## start Extracted entries
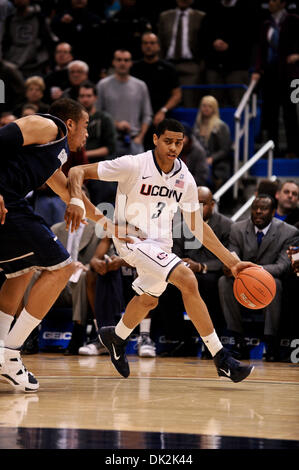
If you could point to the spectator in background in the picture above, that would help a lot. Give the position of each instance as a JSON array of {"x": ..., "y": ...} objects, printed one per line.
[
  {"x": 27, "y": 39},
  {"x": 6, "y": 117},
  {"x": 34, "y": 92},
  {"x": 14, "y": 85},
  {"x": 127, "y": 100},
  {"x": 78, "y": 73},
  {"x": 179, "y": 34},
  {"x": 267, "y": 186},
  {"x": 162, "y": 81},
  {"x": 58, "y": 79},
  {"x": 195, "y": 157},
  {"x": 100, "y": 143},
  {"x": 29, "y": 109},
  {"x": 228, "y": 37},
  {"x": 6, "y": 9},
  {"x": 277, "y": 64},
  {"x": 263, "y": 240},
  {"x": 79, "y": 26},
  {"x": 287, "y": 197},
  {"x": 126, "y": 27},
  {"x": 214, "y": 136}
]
## end Extracted entries
## start Extracted entries
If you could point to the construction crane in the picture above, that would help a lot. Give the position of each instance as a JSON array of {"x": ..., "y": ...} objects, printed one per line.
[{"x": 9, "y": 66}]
## end Extracted entries
## start Extracted entries
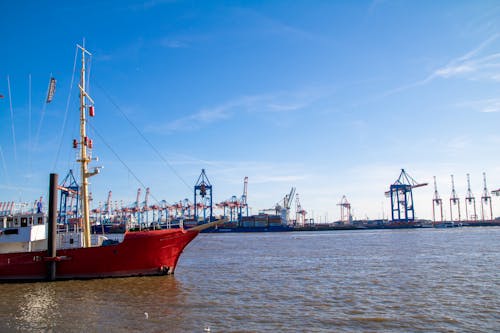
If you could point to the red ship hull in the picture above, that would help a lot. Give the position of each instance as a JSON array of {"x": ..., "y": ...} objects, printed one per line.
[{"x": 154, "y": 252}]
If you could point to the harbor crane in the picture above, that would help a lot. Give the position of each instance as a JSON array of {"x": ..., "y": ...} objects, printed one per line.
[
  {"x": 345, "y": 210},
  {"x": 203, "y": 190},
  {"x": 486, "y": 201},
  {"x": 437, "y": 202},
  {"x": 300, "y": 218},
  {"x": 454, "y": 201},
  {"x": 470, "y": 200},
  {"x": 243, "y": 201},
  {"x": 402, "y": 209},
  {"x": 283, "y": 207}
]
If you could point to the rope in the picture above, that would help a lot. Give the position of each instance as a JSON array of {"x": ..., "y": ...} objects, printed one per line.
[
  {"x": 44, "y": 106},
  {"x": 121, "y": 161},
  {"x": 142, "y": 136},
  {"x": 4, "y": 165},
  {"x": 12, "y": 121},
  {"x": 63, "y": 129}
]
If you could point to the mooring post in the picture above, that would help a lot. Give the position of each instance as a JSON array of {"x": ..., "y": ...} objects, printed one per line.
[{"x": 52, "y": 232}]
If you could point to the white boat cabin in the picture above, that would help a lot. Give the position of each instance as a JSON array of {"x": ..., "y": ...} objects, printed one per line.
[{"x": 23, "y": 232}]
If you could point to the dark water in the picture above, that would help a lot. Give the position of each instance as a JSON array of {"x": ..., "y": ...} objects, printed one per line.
## end Extracted entries
• Instruction: Count the lines of the records above that contain the word "crane", treating uppercase and lowercase as different, and give only that number.

• Answer to the task: 2